> [Excerpt]
Home Coffee (Home-roasted, that is)

1:30pm, the jiko is stoked, though it’ll be a while before the coals are hot. This afternoon I’ve come home in the early afternoon to roast coffee, two kilograms of raw beans I bought at the market in Dodoma. I’ve never roasted my own coffee before, here or back home, but I somehow feel that this setting — in a do-it-yourself Peace Corps atmosphere, in the bush in the middle of East Africa’s fertile coffee producing highlands, and on my own tiny little charcoal stove — makes it all the more appropriate.

Green coffee or rocks? Hard to tell...

While in Dodoma for the Peace Corps “gathering,” I stopped at the market to buy some green coffee beans. Take a look at these things and they hardly look green. There is a world of difference between these beans which have been sitting out in the open for who knows how long before they made it from the farm to the market to my hands and the beans I’ve seen at roasteries back home, all carefully stored in climate-controlled closets. Many of these beans haven’t even been properly de-pulped, and not only did I find a few rocks in the batch but also a couple of maharage, the kind of beans I douse my rice with. While I waited for the coals on the stove to heat up to temperature I ground up the last of some coffee beans brought to me straight from ATX (thanks Chelsey and Bethel!). This is a good way to pass some time before I can begin roasting unless I want to blister my fingers fanning the coals like crazy with a bucket lid or my MUFA frisbee. Frisbees, like donated mosquito nets, have a seemingly endless number of uses here.

> [Record set]
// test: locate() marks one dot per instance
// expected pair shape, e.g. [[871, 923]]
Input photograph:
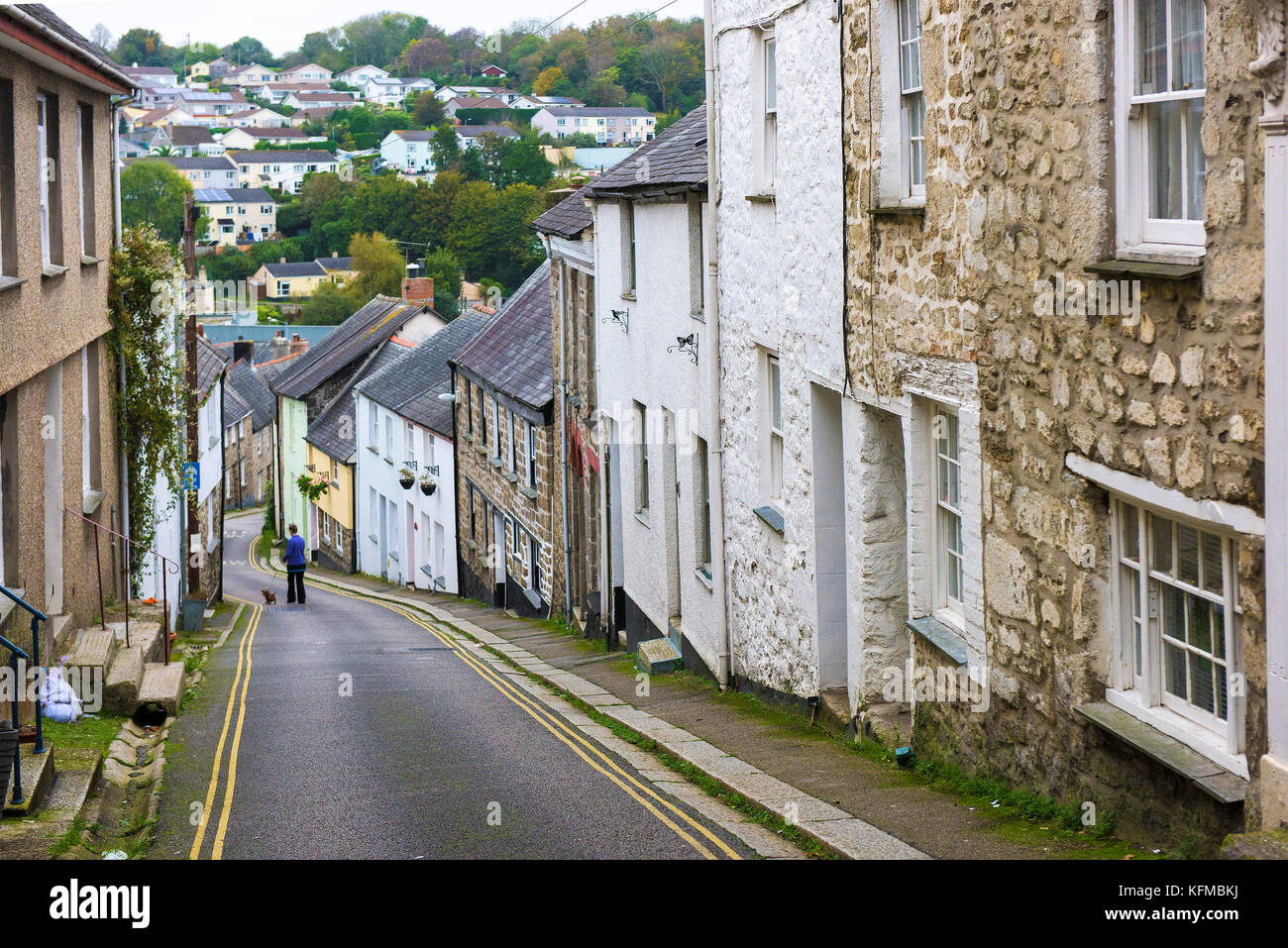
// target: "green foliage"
[[153, 192], [150, 407]]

> [Aim] Repeat word for word the passage of the home coffee-roasting text above between "1:30pm, the jiko" and "the more appropriate.", inclusive.

> [Correct result]
1:30pm, the jiko is stoked, though it’ll be a while before the coals are hot. This afternoon I’ve come home in the early afternoon to roast coffee, two kilograms of raw beans I bought at the market in Dodoma. I’ve never roasted my own coffee before, here or back home, but I somehow feel that this setting — in a do-it-yourself Peace Corps atmosphere, in the bush in the middle of East Africa’s fertile coffee producing highlands, and on my own tiny little charcoal stove — makes it all the more appropriate.